## [What is required]
Find every line below that contains the word "white" and copy it out.

+++

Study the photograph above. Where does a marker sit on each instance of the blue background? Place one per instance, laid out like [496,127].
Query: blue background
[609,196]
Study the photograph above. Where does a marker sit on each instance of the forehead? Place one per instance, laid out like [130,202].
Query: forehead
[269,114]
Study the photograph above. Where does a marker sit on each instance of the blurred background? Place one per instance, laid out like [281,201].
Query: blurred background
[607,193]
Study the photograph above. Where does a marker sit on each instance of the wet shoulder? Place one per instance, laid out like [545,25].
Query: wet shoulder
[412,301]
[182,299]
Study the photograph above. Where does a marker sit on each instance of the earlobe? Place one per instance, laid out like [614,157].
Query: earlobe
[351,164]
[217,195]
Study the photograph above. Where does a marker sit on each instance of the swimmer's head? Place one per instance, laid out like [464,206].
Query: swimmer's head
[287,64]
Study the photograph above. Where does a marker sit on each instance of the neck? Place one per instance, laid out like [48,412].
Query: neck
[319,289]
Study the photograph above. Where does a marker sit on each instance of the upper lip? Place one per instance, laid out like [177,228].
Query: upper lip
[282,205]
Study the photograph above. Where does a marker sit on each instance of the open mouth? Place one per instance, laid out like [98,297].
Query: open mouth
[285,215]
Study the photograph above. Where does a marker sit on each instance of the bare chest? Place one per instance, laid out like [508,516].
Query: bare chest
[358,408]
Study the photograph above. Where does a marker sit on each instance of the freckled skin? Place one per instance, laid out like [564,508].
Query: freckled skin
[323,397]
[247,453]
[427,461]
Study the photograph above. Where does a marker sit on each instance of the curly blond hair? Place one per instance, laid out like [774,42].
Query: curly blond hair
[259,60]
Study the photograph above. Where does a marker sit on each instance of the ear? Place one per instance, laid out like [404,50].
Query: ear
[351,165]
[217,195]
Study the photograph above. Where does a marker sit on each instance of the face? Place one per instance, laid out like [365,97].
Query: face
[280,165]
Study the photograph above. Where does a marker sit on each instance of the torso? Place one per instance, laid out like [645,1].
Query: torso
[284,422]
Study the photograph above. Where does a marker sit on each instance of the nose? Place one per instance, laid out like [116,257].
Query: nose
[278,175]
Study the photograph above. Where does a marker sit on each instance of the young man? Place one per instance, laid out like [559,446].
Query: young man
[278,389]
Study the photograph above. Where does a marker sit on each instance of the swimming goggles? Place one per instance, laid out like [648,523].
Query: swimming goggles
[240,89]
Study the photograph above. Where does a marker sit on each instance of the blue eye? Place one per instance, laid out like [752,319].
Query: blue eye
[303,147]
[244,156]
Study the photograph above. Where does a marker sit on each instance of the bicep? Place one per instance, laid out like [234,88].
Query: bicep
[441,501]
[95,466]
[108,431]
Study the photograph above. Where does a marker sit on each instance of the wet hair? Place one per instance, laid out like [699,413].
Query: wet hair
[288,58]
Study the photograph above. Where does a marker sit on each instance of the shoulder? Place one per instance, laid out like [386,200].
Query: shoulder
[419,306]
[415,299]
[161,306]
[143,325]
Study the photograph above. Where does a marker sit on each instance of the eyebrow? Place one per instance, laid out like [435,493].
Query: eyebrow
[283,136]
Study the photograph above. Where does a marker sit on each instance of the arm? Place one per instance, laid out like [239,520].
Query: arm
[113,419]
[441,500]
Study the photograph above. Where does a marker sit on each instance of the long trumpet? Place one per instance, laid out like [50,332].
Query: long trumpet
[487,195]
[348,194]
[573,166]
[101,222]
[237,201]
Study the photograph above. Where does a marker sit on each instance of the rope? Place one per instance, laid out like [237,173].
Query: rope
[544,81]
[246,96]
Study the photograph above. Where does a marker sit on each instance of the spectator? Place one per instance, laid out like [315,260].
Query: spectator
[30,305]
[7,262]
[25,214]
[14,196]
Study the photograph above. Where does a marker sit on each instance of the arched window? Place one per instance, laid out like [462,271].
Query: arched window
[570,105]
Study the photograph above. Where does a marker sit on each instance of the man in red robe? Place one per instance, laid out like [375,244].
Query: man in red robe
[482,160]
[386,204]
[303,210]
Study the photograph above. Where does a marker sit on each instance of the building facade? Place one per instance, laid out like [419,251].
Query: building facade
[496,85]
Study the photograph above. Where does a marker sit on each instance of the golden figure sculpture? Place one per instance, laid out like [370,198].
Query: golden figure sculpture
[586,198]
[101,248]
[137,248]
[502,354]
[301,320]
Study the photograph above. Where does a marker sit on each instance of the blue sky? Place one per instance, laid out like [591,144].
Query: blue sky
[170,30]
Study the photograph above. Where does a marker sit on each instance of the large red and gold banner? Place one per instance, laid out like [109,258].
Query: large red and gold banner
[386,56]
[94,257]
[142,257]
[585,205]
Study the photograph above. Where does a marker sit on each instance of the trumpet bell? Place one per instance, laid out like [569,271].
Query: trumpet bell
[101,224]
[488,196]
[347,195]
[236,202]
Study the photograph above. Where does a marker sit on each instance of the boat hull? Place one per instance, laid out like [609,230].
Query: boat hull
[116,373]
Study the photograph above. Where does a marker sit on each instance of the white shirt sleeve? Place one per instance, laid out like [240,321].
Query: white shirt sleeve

+++

## [Solution to this exercise]
Study the photograph above. Where does a marker sit on each instance of the white shirt sleeve? Place one per instance, laid out like [240,321].
Query: white shirt sleeve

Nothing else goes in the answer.